§ Source data
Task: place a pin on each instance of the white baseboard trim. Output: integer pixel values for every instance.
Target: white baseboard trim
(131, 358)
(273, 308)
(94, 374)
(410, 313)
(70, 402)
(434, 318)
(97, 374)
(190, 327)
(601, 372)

---

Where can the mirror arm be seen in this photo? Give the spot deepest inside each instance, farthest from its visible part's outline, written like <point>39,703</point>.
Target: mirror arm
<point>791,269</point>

...

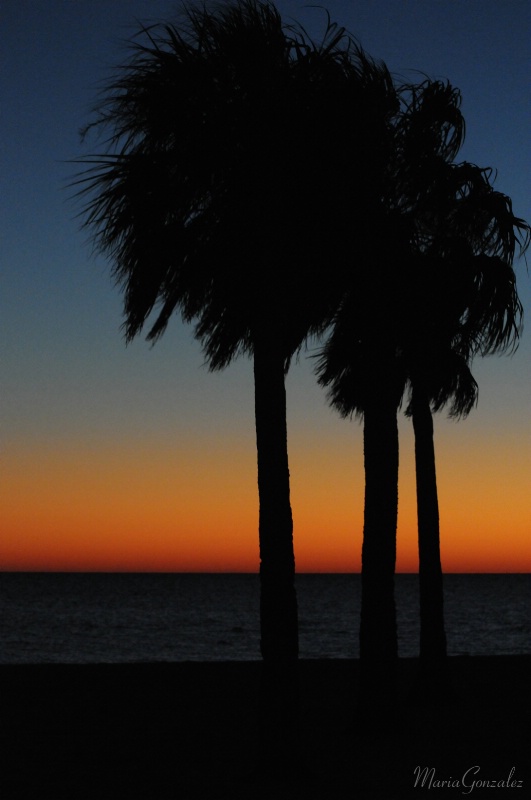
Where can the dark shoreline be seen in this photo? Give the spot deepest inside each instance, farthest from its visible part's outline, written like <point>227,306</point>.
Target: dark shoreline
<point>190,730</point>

§ Task
Report the number of lines above holding "from", and only that.

§ Output for this exercise
2